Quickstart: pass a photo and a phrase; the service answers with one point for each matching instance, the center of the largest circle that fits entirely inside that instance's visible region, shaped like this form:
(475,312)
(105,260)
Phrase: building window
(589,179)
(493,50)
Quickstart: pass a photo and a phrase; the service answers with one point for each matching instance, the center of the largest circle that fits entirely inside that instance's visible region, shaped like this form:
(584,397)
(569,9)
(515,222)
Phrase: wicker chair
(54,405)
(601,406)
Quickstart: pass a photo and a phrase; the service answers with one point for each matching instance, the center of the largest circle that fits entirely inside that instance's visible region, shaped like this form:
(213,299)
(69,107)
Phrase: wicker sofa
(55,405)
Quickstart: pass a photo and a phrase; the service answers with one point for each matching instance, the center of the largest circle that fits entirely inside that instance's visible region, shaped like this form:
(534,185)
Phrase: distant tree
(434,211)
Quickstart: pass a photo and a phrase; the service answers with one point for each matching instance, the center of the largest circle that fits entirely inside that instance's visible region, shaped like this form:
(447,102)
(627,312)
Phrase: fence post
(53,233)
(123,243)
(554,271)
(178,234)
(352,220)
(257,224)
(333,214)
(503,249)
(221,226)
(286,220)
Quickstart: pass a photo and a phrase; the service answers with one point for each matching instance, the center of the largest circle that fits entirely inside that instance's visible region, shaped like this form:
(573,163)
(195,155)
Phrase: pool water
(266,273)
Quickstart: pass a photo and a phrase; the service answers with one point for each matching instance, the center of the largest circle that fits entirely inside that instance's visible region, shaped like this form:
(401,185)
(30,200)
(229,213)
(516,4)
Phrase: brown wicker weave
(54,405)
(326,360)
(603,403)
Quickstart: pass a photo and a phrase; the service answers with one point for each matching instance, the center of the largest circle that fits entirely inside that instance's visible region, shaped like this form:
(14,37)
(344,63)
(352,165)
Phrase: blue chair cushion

= = =

### REQUIREMENT
Write the material out exactly, with nothing left out.

### OUTPUT OF THE EXERCISE
Quickstart: pass a photo and a phrase; the service answers with one point for each matching instance, the center of the largest circle that fits entirely inside that instance's visible region, shaped like this form:
(475,312)
(105,260)
Phrase: building window
(589,179)
(493,50)
Quickstart: pass a photo and a phrase; the service answers with one point for each matching instance, the center of the largest circle that fits entirely inside that instance's visible region, shaped like this form:
(584,397)
(569,9)
(515,222)
Phrase: wicker chair
(54,405)
(601,406)
Quickstart: pass a photo and a phrase; the service answers with one point for each matching instance, the center of the largest circle that fits entirely inside that instance's visible region, shaped like this form:
(213,299)
(69,107)
Phrase: wicker sofa
(55,405)
Quickstart: pass a photo and a phrase; the service answers with one point for each matching instance, the center of the largest circle that fits entirely inside that instance's visible region, shaped like this form:
(534,185)
Phrase: distant tree
(434,211)
Quickstart: pass a photo and a phrase; the service answers with one point for each matching instance, the center of the largest circle that fits entirely inside that instance's visible region, shaped like this form:
(447,102)
(627,312)
Phrase: fence post
(53,233)
(123,243)
(554,271)
(178,234)
(352,220)
(257,224)
(333,214)
(503,249)
(221,226)
(286,220)
Quickstart: pass a photo and a phrase; the service answers with one point for each matching instance, the center of the largest circle that fits entirely inside that instance's visible region, shaped like this form:
(573,163)
(195,155)
Phrase: pool water
(266,273)
Quickstart: pass a photo and a phrase; the service answers with one point for each matching instance, the center of the largest circle that fits entirely inside that instance's visible region, shaped like this form:
(401,185)
(30,200)
(229,213)
(516,4)
Phrase: brown wicker weave
(54,405)
(326,360)
(603,403)
Quickstart: pass a photo and a phrase; the service answers with one point for each matching instance, the center of the largest circle that fits entirely inside that instance's visible region, shaped like this form:
(14,37)
(344,63)
(352,165)
Phrase: blue chair cushion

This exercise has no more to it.